Exercise requirements.
The lines to find are those in the entries that hold the word "trim"; copy every one of them.

Records for this task.
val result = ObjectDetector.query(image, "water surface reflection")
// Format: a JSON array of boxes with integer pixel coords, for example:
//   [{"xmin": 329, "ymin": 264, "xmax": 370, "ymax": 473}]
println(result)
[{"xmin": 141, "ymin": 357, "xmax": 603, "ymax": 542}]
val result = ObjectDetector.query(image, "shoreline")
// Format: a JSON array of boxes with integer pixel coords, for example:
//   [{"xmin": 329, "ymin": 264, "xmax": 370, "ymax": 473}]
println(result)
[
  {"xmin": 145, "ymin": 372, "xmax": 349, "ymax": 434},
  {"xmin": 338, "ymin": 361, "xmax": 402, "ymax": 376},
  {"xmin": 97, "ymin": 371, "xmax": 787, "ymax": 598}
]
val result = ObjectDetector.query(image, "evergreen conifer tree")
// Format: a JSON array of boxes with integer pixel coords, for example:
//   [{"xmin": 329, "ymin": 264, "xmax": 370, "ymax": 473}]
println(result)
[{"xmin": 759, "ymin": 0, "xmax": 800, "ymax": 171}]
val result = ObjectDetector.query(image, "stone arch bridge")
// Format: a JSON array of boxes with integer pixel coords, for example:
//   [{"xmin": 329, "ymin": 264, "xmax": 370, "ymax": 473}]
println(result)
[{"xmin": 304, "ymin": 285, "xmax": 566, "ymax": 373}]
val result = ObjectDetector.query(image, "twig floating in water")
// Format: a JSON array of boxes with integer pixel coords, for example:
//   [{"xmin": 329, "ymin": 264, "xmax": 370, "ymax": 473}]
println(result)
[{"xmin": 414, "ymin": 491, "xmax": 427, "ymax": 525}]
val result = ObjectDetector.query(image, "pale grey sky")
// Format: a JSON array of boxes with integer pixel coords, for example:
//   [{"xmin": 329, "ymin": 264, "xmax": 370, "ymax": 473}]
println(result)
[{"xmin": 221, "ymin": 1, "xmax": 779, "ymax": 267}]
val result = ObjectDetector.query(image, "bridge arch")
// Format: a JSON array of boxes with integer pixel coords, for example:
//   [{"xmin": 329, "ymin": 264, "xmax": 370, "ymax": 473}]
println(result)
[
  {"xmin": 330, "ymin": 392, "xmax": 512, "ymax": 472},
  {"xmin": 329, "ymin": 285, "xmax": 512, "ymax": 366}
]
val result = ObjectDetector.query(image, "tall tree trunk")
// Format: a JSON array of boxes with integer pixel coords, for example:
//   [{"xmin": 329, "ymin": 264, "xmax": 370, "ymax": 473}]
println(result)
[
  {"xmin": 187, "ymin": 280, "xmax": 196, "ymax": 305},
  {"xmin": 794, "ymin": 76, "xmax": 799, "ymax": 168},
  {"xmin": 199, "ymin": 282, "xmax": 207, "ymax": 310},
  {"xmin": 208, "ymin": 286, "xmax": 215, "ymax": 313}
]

* * *

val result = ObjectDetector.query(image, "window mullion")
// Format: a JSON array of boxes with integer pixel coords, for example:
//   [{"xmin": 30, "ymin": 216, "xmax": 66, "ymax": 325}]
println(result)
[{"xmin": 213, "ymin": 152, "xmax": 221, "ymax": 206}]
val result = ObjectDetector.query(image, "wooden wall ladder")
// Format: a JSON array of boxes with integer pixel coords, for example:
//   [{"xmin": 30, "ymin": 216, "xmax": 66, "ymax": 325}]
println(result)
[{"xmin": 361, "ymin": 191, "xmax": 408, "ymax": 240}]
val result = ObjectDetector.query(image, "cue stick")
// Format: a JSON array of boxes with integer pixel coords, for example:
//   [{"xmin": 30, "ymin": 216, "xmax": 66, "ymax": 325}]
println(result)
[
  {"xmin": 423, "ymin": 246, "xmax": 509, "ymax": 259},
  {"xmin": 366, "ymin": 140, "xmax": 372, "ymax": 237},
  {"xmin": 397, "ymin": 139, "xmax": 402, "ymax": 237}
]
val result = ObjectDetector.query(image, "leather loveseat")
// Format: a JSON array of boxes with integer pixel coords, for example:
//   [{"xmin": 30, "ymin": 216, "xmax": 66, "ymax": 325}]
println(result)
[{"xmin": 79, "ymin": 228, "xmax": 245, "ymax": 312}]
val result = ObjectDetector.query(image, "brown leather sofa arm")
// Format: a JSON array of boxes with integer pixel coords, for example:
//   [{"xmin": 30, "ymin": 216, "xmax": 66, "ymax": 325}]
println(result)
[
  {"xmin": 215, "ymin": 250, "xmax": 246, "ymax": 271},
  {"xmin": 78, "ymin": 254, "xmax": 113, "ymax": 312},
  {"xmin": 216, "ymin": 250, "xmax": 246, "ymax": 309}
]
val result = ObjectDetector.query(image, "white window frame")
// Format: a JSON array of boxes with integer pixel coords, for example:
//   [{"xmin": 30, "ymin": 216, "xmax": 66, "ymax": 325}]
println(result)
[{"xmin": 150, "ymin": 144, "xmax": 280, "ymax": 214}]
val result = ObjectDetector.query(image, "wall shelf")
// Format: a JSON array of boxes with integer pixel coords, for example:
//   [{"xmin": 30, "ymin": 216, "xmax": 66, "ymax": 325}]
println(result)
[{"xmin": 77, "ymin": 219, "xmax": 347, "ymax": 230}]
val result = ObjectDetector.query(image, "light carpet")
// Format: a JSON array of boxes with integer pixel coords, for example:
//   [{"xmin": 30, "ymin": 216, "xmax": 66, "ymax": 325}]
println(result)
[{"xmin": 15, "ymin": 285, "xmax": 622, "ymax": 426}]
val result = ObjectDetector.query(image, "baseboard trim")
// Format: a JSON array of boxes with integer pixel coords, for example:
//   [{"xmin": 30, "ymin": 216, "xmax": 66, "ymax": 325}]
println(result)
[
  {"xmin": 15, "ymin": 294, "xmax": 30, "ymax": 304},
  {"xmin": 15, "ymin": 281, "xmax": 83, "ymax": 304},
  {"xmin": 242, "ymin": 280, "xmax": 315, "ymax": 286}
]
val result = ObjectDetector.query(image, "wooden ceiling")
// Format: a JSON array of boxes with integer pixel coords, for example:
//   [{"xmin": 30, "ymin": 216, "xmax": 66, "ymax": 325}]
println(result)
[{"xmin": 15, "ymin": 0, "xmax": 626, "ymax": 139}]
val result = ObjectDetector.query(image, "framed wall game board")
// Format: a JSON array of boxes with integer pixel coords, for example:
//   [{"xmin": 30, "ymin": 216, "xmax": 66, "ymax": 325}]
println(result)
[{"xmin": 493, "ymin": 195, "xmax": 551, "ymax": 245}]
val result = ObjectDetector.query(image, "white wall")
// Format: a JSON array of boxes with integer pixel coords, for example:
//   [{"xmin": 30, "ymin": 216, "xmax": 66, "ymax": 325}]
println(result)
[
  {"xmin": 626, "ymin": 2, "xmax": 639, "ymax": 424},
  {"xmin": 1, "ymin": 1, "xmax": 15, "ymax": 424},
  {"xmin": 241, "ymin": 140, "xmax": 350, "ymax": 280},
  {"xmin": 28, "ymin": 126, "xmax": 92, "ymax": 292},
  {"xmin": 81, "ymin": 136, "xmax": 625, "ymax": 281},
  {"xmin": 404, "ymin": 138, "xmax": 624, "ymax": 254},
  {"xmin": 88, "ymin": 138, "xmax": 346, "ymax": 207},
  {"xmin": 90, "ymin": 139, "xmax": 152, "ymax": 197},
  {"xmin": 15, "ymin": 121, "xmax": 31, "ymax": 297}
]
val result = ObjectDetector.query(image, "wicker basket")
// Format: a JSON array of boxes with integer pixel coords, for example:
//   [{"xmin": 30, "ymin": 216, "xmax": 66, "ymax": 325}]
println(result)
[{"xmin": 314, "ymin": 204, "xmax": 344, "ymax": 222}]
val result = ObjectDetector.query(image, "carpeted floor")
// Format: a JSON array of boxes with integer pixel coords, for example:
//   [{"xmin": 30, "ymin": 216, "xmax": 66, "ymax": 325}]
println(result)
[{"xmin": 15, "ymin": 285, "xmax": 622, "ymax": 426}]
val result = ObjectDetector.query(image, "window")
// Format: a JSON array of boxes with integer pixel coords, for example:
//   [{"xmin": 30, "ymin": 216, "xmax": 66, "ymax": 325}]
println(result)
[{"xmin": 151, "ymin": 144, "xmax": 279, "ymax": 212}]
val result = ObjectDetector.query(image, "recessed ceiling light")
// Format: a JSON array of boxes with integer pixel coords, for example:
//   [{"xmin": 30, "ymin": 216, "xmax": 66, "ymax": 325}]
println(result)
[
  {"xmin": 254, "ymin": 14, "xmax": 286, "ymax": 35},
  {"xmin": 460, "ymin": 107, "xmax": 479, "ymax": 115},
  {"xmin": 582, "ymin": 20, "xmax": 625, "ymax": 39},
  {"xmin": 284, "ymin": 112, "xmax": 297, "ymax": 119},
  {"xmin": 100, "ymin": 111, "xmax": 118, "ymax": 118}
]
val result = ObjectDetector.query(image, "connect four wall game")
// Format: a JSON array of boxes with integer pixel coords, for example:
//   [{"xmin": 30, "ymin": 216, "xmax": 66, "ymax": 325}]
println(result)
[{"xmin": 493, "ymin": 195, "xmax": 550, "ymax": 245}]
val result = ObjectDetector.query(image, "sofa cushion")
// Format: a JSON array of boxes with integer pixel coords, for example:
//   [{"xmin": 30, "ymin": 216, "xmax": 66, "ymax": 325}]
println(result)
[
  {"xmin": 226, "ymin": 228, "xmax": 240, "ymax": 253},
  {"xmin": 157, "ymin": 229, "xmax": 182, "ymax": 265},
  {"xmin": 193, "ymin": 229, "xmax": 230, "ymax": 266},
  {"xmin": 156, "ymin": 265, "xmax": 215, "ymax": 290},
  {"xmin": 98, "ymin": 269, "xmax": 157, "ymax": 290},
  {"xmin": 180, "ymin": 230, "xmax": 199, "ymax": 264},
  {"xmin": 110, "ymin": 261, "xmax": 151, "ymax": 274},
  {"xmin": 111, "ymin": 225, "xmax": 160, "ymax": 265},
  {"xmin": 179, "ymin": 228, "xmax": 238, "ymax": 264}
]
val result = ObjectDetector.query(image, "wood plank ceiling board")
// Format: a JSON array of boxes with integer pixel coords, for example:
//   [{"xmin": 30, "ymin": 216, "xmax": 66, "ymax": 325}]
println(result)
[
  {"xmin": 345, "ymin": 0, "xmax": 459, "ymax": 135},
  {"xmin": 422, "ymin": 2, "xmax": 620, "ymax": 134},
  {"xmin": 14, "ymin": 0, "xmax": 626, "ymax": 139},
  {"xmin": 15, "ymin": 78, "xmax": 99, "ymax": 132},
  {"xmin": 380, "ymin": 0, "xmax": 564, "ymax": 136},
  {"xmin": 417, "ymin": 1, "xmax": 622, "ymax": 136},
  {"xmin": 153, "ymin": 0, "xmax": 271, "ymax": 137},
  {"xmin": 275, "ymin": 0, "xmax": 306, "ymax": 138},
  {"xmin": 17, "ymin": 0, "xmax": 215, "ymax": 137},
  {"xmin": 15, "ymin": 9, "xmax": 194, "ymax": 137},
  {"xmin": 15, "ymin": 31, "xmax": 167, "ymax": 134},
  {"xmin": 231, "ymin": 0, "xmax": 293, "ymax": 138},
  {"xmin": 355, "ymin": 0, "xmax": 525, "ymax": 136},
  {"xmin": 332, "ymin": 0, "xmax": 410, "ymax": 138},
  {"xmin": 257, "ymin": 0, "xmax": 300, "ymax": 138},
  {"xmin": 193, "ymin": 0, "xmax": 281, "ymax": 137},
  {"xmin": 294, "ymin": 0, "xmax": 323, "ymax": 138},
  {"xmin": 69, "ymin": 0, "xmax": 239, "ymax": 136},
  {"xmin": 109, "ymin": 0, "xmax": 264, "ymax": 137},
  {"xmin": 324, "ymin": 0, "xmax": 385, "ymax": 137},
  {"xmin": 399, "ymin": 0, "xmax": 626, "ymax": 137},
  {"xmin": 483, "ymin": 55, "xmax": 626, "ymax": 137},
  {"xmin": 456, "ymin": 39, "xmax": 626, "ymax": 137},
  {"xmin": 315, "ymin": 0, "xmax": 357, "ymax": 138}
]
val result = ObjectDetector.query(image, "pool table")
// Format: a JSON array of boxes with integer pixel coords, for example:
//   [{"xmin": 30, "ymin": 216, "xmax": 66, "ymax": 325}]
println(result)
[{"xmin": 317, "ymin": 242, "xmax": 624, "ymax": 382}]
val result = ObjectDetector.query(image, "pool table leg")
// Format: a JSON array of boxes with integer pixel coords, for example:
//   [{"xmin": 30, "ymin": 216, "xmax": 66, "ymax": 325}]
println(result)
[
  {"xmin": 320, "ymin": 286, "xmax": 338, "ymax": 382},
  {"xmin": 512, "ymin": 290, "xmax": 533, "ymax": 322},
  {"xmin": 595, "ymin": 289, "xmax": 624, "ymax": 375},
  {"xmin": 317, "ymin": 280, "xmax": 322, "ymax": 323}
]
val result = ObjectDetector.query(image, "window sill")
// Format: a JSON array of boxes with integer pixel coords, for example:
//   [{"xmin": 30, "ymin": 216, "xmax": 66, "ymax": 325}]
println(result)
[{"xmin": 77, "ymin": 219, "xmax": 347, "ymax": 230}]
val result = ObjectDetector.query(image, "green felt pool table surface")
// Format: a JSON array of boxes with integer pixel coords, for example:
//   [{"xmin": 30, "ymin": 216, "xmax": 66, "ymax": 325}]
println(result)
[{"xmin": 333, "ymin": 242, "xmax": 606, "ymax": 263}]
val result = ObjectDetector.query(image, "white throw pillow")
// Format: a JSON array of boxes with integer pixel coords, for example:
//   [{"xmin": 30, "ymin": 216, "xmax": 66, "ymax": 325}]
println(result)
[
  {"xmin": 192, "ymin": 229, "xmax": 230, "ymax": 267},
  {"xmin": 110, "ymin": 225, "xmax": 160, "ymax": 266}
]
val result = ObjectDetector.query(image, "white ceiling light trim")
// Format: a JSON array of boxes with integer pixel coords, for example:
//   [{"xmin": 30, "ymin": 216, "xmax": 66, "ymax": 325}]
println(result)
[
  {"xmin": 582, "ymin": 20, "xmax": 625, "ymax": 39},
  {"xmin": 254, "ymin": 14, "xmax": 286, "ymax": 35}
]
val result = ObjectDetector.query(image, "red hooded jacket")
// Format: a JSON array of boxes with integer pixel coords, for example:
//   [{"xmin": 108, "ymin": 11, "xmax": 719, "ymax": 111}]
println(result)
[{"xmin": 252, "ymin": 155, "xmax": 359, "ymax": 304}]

==

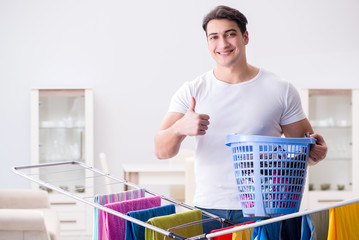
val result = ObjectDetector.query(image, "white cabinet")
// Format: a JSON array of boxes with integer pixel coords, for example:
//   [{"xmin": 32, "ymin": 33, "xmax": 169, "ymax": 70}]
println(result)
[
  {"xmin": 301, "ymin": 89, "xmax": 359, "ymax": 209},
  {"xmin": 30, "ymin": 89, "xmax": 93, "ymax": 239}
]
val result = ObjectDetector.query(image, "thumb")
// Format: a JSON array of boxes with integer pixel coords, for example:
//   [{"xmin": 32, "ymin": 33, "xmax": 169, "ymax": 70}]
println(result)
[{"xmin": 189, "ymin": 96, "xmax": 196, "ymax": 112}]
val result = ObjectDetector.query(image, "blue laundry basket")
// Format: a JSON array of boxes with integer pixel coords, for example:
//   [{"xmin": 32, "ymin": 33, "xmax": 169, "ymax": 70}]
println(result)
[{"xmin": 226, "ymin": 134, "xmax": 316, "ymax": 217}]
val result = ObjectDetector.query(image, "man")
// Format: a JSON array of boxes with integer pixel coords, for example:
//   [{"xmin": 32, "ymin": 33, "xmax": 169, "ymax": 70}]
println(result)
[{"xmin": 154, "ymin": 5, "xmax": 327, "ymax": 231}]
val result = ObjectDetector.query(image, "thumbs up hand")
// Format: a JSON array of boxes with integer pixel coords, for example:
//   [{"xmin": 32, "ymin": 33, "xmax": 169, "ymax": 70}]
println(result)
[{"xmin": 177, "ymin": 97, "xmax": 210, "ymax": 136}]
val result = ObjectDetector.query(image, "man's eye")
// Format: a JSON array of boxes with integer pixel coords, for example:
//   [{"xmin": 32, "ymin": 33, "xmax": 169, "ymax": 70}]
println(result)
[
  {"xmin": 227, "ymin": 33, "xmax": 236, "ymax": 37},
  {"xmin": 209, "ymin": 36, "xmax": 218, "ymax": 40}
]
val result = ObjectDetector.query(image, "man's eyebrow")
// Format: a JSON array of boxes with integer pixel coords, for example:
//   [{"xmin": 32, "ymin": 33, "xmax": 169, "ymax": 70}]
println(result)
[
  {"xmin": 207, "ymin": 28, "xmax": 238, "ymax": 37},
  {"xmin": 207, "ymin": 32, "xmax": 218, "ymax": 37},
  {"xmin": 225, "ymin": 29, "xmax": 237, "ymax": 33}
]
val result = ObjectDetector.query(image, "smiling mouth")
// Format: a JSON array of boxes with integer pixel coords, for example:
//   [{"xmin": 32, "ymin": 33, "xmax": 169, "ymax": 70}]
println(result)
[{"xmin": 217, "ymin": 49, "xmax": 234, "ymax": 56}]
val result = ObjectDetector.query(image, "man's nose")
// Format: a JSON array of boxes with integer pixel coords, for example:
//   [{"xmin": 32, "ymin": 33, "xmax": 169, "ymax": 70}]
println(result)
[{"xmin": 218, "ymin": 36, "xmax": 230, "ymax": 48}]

Written answer.
val result = ObjectDetector.query(image, "baseboard trim")
val result = ObjectDetector.query(image, "white ceiling light trim")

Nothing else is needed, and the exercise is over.